There are several utilities in the R ecosystem for reproducible research. The package repana (for Reproducible Analysis) help in having a common directory structure where to save the files that should be consider part of the main stream of production, and files that are products of the main stream as well as modified files no longer part of the main stream but need to be kept such as re-formatted reports or presentations.

The aspiration of this package is that you can set up an analysis with the make_structure() function, have access to the database using get_con() function, have your tables in the database documented with the update_table() function, and reproduce a complete analysis by running the master() function

Directory Structure

The function make_structure() reads the config.yml files and ensure all entries on the dirs section exists. The config.yml created by default will produce the following directories for the data, functions, database, logs, reports and handmade entries of the config.yml:

The directories can be used in your programs by the get_dirs() function.

The information in data, functions, handmade as well as the scripts in the root directory should be preserved as they are the core of your analysis. The files in logs, reports and database are created and recreated as result of your analysis’ scripts. Those are the results of your analysis.

The function clean_structure()clean those directories included in the list clean_before_new_analysis so a new analysis could be re-run without worries that new and old results are mixed. If you use git, those directories are candidates to be excluded from the control version by having them in the .gitignore file. (make_structure() take care of create a .gitignore if it does not exist or include those directories if they have not been yet included).

- [INFORMATION GIVEN]

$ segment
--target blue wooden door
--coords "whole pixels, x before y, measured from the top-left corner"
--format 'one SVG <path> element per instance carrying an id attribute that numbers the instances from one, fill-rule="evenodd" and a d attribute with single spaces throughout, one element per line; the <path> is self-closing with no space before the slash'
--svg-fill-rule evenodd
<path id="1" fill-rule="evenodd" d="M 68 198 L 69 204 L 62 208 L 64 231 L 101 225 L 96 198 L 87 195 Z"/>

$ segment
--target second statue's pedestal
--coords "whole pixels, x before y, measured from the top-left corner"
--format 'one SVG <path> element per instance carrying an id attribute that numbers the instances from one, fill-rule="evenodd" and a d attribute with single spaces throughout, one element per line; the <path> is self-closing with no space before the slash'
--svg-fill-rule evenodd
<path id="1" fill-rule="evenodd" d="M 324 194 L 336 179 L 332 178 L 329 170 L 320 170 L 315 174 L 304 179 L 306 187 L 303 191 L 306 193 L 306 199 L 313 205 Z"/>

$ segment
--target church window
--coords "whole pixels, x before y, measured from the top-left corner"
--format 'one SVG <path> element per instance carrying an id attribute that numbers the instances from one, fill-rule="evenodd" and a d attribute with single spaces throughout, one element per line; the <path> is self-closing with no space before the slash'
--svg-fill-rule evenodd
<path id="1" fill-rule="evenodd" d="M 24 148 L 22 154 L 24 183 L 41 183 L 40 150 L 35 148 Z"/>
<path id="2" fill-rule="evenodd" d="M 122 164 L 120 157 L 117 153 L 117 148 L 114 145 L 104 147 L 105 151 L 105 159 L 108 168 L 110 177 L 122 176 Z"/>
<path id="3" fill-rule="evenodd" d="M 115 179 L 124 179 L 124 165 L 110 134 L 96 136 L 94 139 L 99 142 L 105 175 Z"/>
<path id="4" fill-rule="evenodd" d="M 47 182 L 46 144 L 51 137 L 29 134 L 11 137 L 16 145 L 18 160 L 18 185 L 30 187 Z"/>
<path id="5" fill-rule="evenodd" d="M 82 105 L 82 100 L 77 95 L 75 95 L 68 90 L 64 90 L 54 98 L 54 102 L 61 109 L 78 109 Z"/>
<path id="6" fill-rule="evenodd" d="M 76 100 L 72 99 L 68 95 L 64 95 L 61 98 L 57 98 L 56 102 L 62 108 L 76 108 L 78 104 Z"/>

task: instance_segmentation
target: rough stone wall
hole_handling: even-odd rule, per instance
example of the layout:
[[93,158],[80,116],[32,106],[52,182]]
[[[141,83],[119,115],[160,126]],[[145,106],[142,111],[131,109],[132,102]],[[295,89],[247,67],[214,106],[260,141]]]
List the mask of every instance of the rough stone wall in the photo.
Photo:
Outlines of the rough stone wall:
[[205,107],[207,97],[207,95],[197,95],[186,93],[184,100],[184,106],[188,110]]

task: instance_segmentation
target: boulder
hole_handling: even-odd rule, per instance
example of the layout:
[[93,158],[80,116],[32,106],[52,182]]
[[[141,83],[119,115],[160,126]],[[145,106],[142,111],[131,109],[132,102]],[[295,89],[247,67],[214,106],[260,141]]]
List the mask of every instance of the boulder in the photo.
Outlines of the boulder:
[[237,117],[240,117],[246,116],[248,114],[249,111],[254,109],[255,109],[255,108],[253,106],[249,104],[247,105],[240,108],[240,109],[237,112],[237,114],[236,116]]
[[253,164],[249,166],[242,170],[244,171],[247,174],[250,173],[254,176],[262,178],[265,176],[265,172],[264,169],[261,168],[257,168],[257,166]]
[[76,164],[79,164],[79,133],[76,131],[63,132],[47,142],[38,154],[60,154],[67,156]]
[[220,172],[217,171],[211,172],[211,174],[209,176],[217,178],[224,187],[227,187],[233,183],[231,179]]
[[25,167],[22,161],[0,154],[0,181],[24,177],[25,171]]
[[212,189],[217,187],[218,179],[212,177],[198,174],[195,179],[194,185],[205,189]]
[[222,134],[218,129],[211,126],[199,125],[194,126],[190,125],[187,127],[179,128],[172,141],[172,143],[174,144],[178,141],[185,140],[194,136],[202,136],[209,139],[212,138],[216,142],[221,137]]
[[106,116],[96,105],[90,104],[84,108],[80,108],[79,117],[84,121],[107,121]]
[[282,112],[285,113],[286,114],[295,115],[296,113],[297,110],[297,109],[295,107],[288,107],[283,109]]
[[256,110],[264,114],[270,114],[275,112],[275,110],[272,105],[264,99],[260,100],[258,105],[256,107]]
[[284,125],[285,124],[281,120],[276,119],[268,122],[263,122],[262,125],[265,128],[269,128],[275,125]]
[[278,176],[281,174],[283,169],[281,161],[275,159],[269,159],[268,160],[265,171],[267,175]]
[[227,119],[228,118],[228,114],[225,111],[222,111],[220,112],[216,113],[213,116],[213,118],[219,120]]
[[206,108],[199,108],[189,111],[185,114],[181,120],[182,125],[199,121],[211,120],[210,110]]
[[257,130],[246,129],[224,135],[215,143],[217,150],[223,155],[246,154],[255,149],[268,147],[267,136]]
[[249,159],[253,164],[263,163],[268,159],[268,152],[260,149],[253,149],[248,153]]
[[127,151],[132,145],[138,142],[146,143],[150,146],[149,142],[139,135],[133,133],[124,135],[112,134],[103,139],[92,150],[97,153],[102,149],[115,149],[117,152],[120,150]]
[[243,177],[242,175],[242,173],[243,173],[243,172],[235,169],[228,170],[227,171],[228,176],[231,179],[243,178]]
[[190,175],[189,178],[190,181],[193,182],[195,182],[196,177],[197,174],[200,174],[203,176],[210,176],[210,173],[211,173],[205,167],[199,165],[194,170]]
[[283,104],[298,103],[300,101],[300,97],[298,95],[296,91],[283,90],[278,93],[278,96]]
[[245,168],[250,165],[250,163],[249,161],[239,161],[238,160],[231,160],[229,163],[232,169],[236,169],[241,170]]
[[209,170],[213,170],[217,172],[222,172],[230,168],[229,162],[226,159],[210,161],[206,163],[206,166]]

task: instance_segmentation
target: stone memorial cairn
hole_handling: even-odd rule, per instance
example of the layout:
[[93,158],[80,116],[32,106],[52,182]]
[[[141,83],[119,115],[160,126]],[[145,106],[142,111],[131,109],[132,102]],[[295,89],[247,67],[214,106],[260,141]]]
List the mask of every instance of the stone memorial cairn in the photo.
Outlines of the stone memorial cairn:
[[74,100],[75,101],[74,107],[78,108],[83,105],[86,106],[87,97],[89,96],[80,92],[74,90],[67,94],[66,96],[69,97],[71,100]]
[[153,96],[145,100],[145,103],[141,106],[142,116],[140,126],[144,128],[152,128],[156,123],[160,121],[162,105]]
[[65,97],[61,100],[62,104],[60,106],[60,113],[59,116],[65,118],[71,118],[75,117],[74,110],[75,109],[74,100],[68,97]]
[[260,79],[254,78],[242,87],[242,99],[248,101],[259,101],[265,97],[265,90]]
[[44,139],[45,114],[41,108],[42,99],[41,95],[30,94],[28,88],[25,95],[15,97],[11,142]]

- [AIM] In the passage on the repana package, which function runs a complete analysis again from start to end? None of the rows are needed to finish this work.

- [RESULT OF THIS EXERCISE] The master() function.